Instructions to follow.
Return each line of the listing in which the word "white" appears.

Task inputs.
□ □ □ □

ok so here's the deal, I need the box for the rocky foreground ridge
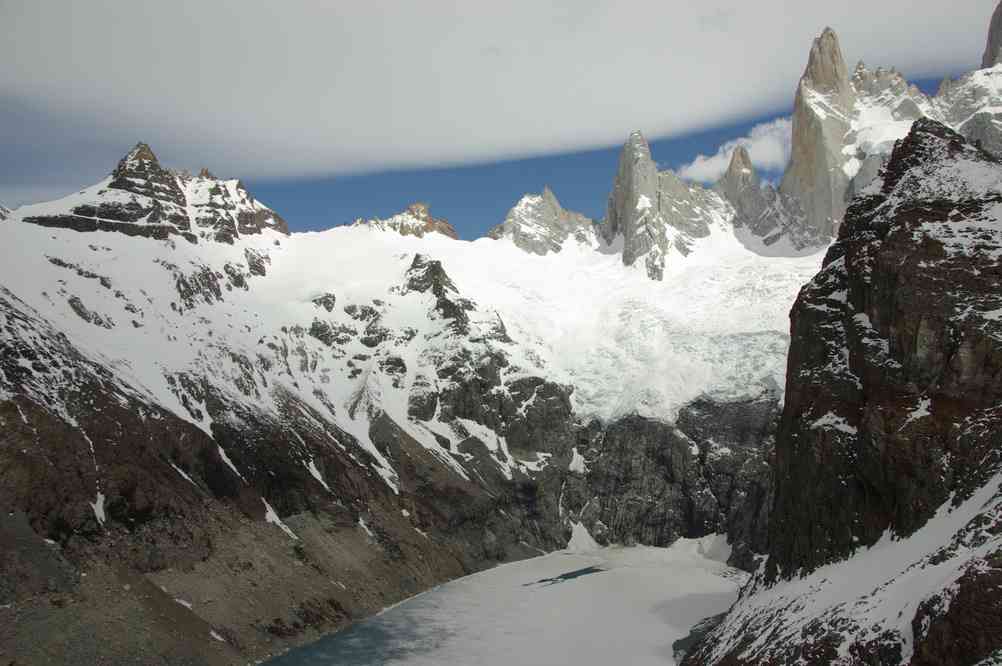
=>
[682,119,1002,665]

□ □ □ □

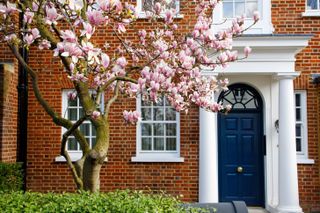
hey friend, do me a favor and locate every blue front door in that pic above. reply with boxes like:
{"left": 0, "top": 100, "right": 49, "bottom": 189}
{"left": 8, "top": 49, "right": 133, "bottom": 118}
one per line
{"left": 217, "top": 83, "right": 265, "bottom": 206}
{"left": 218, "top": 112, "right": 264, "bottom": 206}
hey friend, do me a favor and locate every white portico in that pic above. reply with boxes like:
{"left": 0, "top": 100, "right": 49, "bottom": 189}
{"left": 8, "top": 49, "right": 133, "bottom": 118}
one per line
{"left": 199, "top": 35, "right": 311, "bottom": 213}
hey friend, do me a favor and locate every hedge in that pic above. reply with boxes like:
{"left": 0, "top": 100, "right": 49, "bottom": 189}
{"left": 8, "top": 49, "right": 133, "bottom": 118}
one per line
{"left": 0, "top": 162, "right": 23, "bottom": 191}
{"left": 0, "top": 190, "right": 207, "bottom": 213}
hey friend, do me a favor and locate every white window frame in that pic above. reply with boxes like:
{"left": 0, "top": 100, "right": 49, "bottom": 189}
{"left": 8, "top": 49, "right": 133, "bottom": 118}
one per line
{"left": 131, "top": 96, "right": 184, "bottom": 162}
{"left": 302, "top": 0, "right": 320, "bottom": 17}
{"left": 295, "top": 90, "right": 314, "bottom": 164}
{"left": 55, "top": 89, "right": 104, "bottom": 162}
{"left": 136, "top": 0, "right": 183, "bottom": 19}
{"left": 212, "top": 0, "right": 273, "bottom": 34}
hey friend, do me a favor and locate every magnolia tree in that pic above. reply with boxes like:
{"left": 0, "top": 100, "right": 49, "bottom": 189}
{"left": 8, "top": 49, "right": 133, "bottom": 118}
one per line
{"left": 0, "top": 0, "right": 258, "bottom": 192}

□ □ □ □

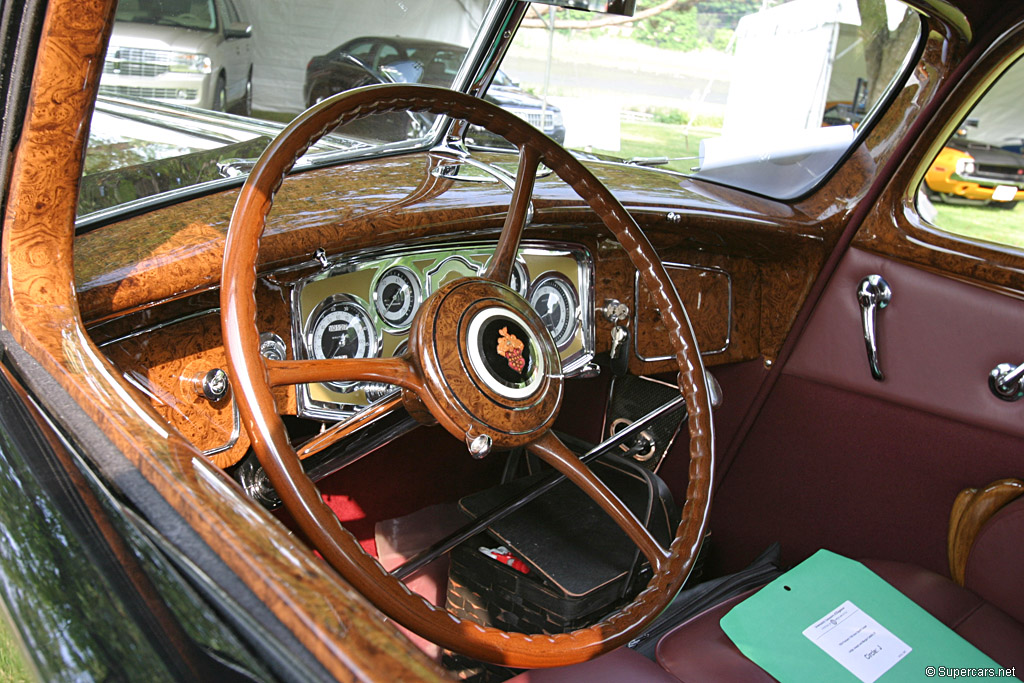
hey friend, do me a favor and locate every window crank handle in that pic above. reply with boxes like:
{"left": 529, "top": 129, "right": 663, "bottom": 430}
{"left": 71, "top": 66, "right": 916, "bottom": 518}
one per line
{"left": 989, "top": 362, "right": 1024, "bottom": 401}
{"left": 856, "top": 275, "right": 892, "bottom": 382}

□ □ □ □

Result of this exercise.
hey friend, do me a favor and locate every white portico in that pic above. reply with boxes like:
hey friend, do me a favor and locate every white window frame in that pic above. reply with boxes like:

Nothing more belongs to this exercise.